About this exercise:
The answer must consist solely of the lines from the one containing "The component shall locate the arm tattoo" through the last line of the records, set down exactly and without any pictures.

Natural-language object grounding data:
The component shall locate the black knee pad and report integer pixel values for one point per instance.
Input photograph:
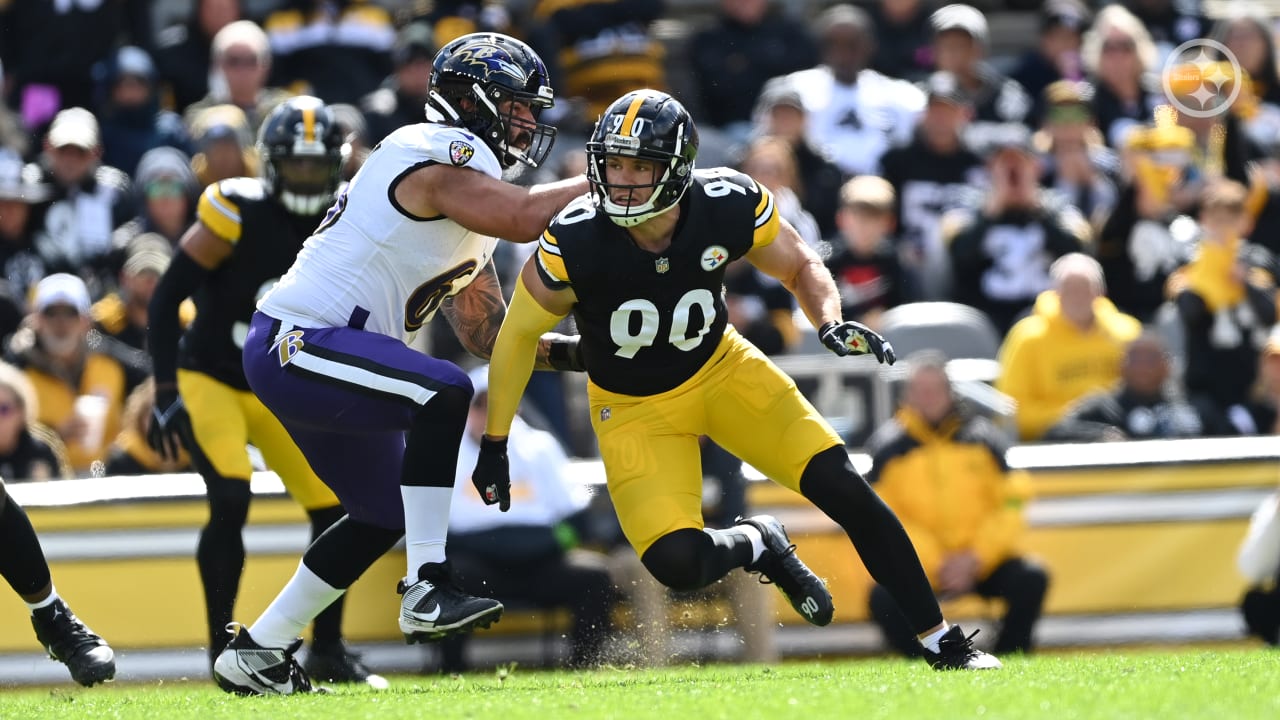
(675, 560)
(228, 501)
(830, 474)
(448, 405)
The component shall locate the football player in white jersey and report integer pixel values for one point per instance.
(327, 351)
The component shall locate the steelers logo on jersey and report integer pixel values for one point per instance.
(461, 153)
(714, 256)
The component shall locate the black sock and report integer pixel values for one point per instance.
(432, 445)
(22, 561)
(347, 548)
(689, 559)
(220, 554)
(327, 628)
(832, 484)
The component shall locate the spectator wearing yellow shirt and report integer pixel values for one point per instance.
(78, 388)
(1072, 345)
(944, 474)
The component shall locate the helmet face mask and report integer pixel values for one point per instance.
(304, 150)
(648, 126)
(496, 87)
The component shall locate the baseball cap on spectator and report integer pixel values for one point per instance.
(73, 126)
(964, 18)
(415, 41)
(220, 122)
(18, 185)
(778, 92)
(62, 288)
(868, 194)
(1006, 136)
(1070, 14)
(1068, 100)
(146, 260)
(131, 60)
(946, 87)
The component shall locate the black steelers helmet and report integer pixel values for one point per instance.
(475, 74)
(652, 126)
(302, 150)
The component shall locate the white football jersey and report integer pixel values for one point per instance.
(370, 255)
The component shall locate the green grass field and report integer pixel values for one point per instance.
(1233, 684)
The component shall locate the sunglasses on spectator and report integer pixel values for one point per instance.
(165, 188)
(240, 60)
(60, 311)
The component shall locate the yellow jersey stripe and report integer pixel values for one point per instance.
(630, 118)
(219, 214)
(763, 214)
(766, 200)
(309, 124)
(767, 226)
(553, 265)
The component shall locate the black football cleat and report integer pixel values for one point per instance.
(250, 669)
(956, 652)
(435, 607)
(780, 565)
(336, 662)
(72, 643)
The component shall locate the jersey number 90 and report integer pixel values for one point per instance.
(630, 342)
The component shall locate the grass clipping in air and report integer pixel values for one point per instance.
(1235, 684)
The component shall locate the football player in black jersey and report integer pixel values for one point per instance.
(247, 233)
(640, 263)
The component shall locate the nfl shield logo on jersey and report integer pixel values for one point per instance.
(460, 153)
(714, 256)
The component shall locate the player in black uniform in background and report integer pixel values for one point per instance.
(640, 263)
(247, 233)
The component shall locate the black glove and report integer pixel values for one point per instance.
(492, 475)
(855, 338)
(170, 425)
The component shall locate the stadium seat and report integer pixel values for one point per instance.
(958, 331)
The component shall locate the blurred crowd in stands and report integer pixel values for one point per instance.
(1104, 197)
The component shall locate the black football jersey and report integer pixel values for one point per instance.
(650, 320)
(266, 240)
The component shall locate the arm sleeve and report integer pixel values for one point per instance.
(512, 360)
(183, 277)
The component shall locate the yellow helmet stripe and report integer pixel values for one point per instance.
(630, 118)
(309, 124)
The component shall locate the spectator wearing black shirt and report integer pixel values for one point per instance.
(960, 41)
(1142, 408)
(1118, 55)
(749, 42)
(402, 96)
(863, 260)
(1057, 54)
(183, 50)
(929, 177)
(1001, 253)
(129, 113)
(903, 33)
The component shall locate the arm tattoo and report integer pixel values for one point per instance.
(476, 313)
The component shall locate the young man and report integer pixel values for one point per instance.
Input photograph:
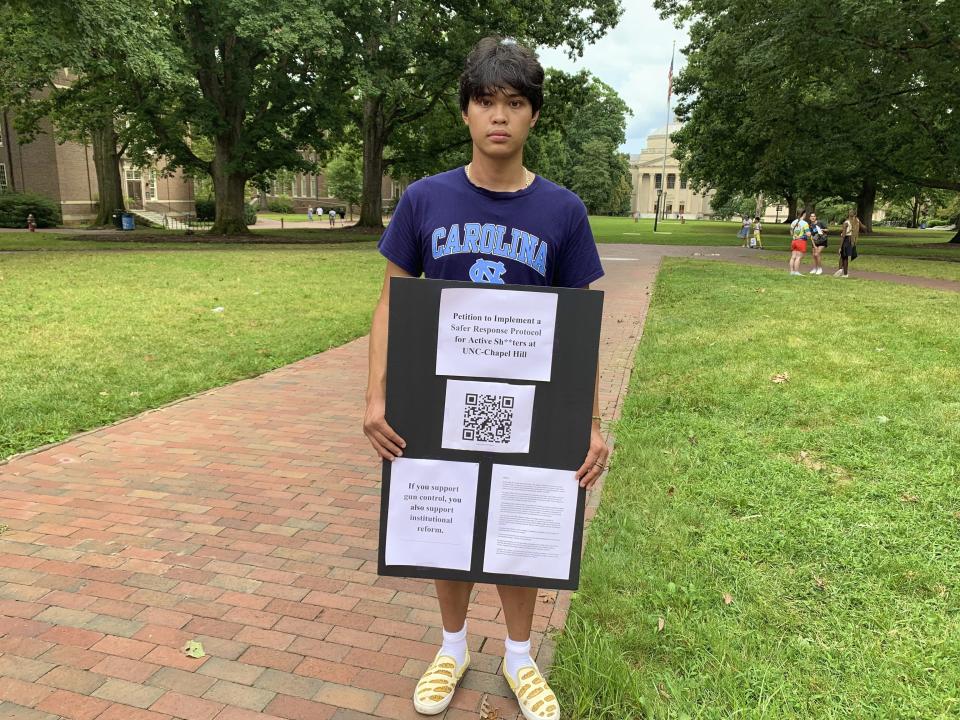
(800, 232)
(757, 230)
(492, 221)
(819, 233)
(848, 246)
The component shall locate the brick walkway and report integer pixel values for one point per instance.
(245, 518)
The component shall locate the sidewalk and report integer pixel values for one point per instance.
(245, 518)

Answer to this exercise:
The component shall locate the arm tattoo and report integer pixel values for one point per instance.
(476, 313)
The component shall locate the young man and report integer pixel values for one point per instance.
Input photograph:
(800, 232)
(757, 230)
(492, 221)
(819, 233)
(848, 246)
The component shall locate the brick walkway and report integer pixel values for one point per instance.
(245, 518)
The component shall locate the sidewalk and report integer pixel values for one point per instance.
(245, 518)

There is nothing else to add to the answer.